Recopiez à l'identique les entrées, en commençant à la ligne qui contient "Mark every instance of the porch post" et en finissant à la fin des entrées, ces deux bornes comprises. Ne reprenez pas les images.

Lignes d'un jeu de données de pointage d'objets
◆ ◆ ◆ ◆ ◆ ◆ ◆

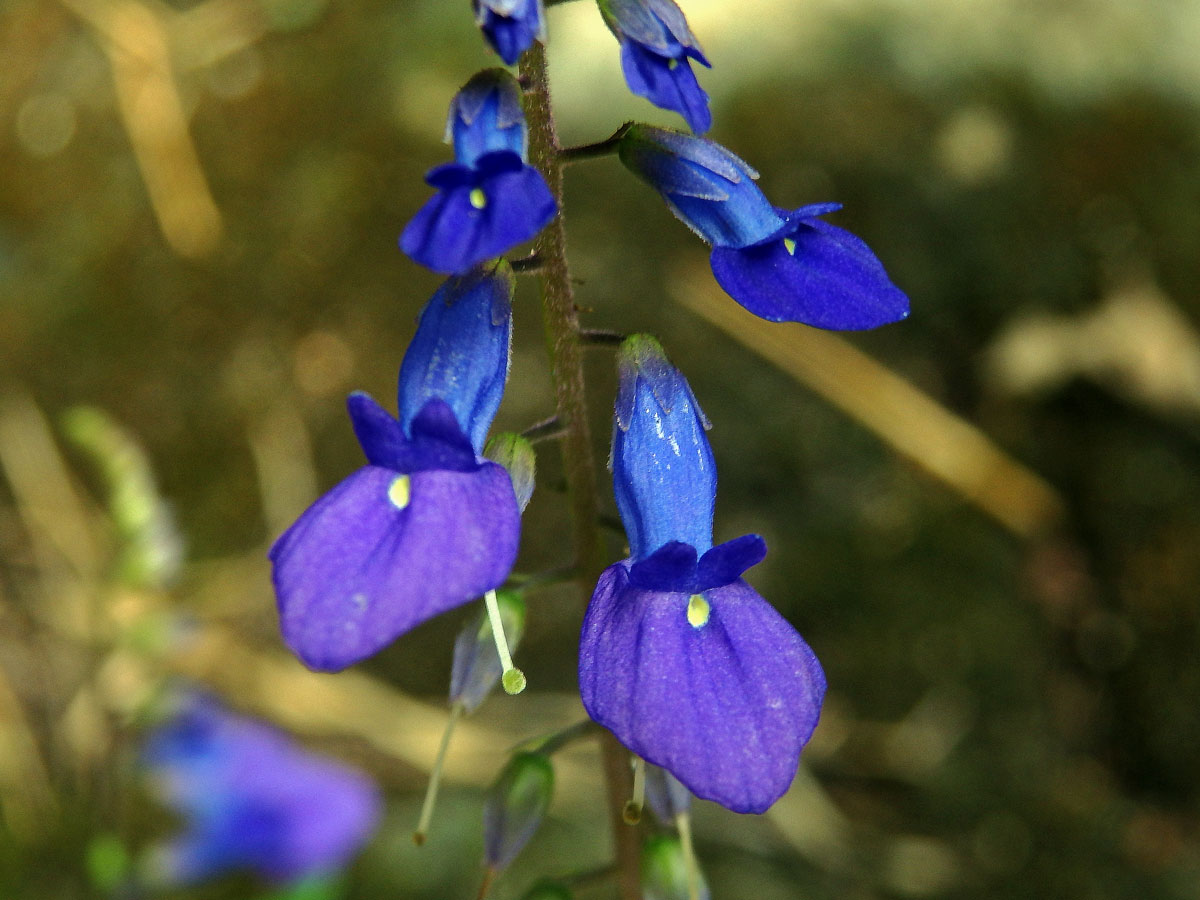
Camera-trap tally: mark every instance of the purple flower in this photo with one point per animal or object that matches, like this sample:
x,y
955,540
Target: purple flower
x,y
780,265
429,523
485,117
679,658
489,199
655,48
480,213
510,25
253,799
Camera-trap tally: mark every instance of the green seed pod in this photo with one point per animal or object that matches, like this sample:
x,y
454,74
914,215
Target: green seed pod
x,y
515,805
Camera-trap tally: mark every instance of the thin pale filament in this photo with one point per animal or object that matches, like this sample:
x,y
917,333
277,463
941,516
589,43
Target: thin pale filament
x,y
683,822
633,811
431,792
514,678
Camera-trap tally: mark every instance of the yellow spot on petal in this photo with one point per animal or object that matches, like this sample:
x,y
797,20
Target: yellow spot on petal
x,y
400,492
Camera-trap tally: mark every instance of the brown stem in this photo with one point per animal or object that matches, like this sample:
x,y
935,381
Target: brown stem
x,y
562,329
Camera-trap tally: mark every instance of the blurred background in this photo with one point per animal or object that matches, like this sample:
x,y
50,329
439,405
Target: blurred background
x,y
984,520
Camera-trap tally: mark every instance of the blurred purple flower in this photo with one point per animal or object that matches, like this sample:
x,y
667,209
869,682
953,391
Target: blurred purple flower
x,y
510,27
253,799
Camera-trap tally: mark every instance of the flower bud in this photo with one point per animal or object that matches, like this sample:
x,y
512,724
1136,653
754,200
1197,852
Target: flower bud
x,y
510,27
657,48
515,805
486,117
460,353
665,871
664,474
477,667
709,189
516,455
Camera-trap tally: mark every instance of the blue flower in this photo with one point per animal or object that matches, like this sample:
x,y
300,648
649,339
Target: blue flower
x,y
486,117
252,799
429,523
489,199
679,658
510,25
780,265
655,48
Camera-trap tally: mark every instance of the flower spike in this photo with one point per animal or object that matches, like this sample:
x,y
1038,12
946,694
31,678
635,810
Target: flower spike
x,y
655,51
780,265
679,658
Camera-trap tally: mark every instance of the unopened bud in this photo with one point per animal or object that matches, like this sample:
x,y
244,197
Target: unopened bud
x,y
669,873
515,454
515,805
477,666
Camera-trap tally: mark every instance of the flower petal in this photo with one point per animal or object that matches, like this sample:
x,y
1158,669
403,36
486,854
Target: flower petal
x,y
378,432
726,562
725,706
453,232
820,275
672,567
366,562
667,82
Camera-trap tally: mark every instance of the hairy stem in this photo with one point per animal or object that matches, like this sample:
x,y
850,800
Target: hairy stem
x,y
562,330
593,151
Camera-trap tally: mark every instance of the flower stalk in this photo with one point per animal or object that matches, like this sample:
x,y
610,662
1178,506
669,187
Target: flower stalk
x,y
562,331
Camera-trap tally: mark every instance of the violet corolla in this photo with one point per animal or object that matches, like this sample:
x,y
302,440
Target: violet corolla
x,y
781,265
253,799
489,199
681,658
427,523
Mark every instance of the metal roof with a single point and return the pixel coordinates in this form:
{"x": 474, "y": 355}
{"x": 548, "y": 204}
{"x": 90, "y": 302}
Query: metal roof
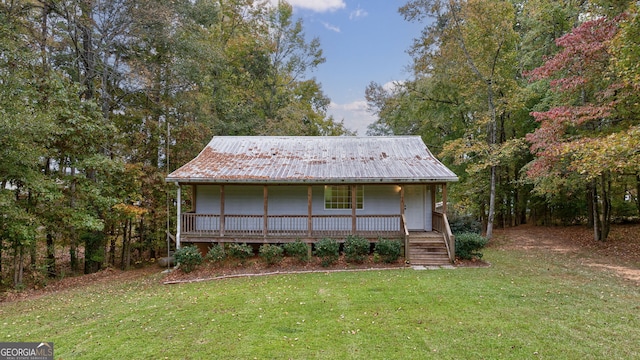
{"x": 314, "y": 159}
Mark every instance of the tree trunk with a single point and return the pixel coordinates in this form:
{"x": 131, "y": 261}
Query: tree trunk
{"x": 638, "y": 192}
{"x": 606, "y": 205}
{"x": 18, "y": 266}
{"x": 595, "y": 211}
{"x": 590, "y": 204}
{"x": 125, "y": 243}
{"x": 50, "y": 263}
{"x": 492, "y": 203}
{"x": 93, "y": 251}
{"x": 1, "y": 247}
{"x": 112, "y": 246}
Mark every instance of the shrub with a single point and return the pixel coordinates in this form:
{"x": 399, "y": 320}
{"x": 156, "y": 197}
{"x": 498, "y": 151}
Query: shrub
{"x": 328, "y": 250}
{"x": 188, "y": 257}
{"x": 388, "y": 250}
{"x": 468, "y": 244}
{"x": 216, "y": 253}
{"x": 240, "y": 251}
{"x": 271, "y": 254}
{"x": 298, "y": 250}
{"x": 356, "y": 248}
{"x": 460, "y": 224}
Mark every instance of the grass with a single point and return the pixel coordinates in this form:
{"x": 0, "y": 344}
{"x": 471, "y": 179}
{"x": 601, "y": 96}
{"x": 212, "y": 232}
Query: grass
{"x": 527, "y": 305}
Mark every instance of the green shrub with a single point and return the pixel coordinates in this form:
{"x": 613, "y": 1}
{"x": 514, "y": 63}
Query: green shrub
{"x": 188, "y": 257}
{"x": 460, "y": 224}
{"x": 271, "y": 254}
{"x": 388, "y": 250}
{"x": 468, "y": 244}
{"x": 356, "y": 248}
{"x": 328, "y": 250}
{"x": 298, "y": 249}
{"x": 240, "y": 251}
{"x": 216, "y": 253}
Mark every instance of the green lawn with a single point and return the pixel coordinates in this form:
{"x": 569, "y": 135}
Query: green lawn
{"x": 527, "y": 305}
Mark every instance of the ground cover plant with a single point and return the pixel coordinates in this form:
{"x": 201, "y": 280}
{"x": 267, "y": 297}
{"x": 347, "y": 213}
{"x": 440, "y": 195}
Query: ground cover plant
{"x": 535, "y": 301}
{"x": 297, "y": 249}
{"x": 188, "y": 257}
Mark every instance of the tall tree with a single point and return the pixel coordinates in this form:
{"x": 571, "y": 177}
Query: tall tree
{"x": 589, "y": 122}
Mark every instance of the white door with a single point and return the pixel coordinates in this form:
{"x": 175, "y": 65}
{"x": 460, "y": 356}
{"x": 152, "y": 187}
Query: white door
{"x": 414, "y": 202}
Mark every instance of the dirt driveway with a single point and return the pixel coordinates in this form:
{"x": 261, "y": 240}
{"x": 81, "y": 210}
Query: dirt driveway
{"x": 620, "y": 253}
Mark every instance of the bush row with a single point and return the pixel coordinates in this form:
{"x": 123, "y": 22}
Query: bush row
{"x": 355, "y": 249}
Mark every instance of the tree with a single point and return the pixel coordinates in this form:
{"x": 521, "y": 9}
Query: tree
{"x": 589, "y": 125}
{"x": 473, "y": 42}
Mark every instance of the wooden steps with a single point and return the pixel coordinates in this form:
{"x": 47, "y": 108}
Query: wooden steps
{"x": 428, "y": 249}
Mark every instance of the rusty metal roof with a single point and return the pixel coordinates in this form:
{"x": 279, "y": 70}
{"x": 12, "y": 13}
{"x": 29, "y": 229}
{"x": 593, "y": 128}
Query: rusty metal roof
{"x": 314, "y": 159}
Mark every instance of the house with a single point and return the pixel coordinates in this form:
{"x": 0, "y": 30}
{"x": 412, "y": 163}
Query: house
{"x": 275, "y": 189}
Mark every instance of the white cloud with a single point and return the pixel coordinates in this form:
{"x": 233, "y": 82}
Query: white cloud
{"x": 317, "y": 5}
{"x": 331, "y": 27}
{"x": 355, "y": 115}
{"x": 393, "y": 86}
{"x": 358, "y": 13}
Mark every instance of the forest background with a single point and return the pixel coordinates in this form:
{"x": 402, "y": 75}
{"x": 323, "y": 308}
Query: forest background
{"x": 533, "y": 103}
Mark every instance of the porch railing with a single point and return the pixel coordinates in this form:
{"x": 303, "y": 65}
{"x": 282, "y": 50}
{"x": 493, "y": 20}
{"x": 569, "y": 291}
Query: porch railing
{"x": 441, "y": 225}
{"x": 289, "y": 225}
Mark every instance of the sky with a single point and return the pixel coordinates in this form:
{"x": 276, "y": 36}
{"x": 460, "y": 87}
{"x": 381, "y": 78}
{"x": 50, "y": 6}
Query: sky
{"x": 362, "y": 41}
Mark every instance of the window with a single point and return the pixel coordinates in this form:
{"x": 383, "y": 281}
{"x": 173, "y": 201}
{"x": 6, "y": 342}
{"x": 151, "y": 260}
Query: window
{"x": 339, "y": 197}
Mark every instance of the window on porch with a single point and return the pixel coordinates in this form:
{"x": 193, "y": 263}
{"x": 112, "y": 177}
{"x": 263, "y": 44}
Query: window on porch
{"x": 338, "y": 197}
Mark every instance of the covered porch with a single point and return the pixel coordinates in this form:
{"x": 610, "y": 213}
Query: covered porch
{"x": 223, "y": 227}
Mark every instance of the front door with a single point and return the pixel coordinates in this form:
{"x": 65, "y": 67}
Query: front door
{"x": 414, "y": 202}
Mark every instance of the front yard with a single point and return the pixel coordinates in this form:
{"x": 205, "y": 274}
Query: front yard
{"x": 536, "y": 300}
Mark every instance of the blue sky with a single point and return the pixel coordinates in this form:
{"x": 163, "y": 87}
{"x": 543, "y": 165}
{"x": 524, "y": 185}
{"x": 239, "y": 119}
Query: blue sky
{"x": 362, "y": 41}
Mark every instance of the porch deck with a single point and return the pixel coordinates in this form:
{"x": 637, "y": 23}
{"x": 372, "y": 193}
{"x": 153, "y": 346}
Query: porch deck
{"x": 423, "y": 247}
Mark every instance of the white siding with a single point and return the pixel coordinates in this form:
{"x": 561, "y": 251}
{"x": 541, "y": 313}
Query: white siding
{"x": 291, "y": 200}
{"x": 207, "y": 199}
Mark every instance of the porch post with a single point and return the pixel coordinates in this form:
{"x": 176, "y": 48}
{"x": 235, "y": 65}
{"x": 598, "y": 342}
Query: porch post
{"x": 444, "y": 198}
{"x": 354, "y": 207}
{"x": 221, "y": 210}
{"x": 179, "y": 219}
{"x": 265, "y": 218}
{"x": 433, "y": 198}
{"x": 309, "y": 210}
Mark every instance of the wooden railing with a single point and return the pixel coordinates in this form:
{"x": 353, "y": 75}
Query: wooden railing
{"x": 290, "y": 225}
{"x": 441, "y": 225}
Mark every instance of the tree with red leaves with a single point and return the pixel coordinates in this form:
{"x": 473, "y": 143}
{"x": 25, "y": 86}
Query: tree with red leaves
{"x": 590, "y": 127}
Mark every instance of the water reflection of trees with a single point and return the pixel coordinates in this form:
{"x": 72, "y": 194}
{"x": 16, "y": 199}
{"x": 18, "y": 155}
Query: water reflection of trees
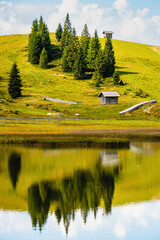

◆ ◆ ◆ ◆ ◆ ◆ ◆

#### [RÉPONSE]
Mark every instance of the porch post with a single point and return the pixel coordinates in this form:
{"x": 176, "y": 48}
{"x": 235, "y": 65}
{"x": 598, "y": 342}
Query: porch post
{"x": 444, "y": 198}
{"x": 354, "y": 207}
{"x": 221, "y": 210}
{"x": 179, "y": 219}
{"x": 265, "y": 218}
{"x": 433, "y": 198}
{"x": 309, "y": 210}
Mark every instance of the wooden railing with a single point and return the pixel coordinates in this form:
{"x": 353, "y": 75}
Query: wooden railing
{"x": 290, "y": 225}
{"x": 441, "y": 225}
Mark every instance of the tree with red leaves with a single point and return the pixel coordinates in this form:
{"x": 473, "y": 143}
{"x": 25, "y": 86}
Query: tree with red leaves
{"x": 590, "y": 127}
Mark every instance of the water reflection of trees with a single point and return the pixel coordinates in this form:
{"x": 72, "y": 194}
{"x": 16, "y": 199}
{"x": 18, "y": 155}
Query: water reflection of trees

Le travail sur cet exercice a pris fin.